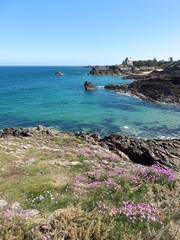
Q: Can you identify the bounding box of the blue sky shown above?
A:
[0,0,180,65]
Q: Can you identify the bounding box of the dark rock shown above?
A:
[88,65,121,76]
[84,82,97,91]
[76,132,180,171]
[172,76,180,85]
[105,77,180,104]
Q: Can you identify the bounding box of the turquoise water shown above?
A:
[0,67,180,138]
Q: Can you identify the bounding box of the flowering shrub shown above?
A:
[0,210,28,240]
[142,164,176,181]
[98,202,159,223]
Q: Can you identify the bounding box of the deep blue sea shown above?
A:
[0,67,180,138]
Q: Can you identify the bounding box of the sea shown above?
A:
[0,66,180,139]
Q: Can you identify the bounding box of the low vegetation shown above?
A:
[0,133,180,240]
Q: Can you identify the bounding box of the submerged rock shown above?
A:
[54,71,64,76]
[84,82,97,91]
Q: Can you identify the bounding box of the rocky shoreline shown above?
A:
[100,61,180,105]
[0,126,180,172]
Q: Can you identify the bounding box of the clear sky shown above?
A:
[0,0,180,65]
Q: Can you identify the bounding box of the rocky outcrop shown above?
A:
[105,77,180,104]
[54,71,64,76]
[88,65,124,76]
[77,133,180,171]
[84,82,97,91]
[0,126,180,171]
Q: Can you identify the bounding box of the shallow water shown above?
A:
[0,67,180,138]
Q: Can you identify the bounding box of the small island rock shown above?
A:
[84,82,97,91]
[54,71,64,76]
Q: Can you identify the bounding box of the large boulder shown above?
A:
[84,82,97,91]
[76,132,180,172]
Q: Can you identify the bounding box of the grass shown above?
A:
[0,134,180,240]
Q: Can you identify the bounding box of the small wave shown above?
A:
[122,126,129,130]
[97,86,104,89]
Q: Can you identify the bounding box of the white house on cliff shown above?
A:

※ ※ ※

* **Exercise**
Rewrite every line of the data above as a numbered list, skipping blank lines and leaving out the pictures.

* **Task result**
1. Q: Can you identify the bounding box of the blue sky shown above?
2. A:
3. [0,0,180,65]
4. Q: Can you identify the bounding box of the dark rock shown above?
5. A:
6. [88,65,121,76]
7. [84,82,97,91]
8. [76,132,180,171]
9. [172,76,180,85]
10. [105,77,180,104]
11. Q: Can you identify the bounding box of the turquoise water shown above?
12. A:
13. [0,67,180,138]
14. Q: Can you identify the bounding box of the flowering shrub shown above?
15. A:
16. [0,210,28,240]
17. [142,164,176,181]
18. [98,202,159,223]
19. Q: Can you identify the bounding box of the deep blue sea shown above?
20. A:
21. [0,67,180,138]
22. Q: Can you identify the bounding box of the sea shown above?
23. A:
24. [0,66,180,139]
25. Q: Can you identify the bounding box of the low vegetation shown above?
26. A:
27. [0,133,180,240]
28. Q: Can you identify the bounding box of the submerged rock shown above?
29. A:
30. [54,71,64,76]
31. [84,82,97,91]
32. Q: Can you identify the bounding box of the rocky shoreline shown above?
33. A:
34. [100,61,180,105]
35. [0,126,180,172]
36. Q: Can you identify the bounding box of the clear sky shown above?
37. A:
38. [0,0,180,65]
39. Q: Can you identify the bounding box of the rocky outcrop shown above?
40. A:
41. [105,77,180,104]
42. [54,71,64,76]
43. [88,65,124,76]
44. [77,133,180,171]
45. [84,82,97,91]
46. [0,126,180,171]
47. Q: Can you identify the bounding box of the shallow water shown above?
48. A:
49. [0,67,180,138]
50. Q: Can you identify the bounding box of the small island rock shown above?
51. A:
52. [84,82,97,91]
53. [54,71,64,76]
54. Q: Can you identify the bounding box of the large boulder shown above?
55. A:
56. [84,82,97,91]
57. [76,132,180,172]
58. Q: Can you identify the bounding box of the grass shown above?
59. A:
60. [0,134,180,240]
61. Q: Can you identify the bounding box of the small wave shown above?
62. A:
63. [122,126,129,130]
64. [97,86,104,89]
65. Q: Can you identify the bounding box of the white house on cliff shown above?
66. A:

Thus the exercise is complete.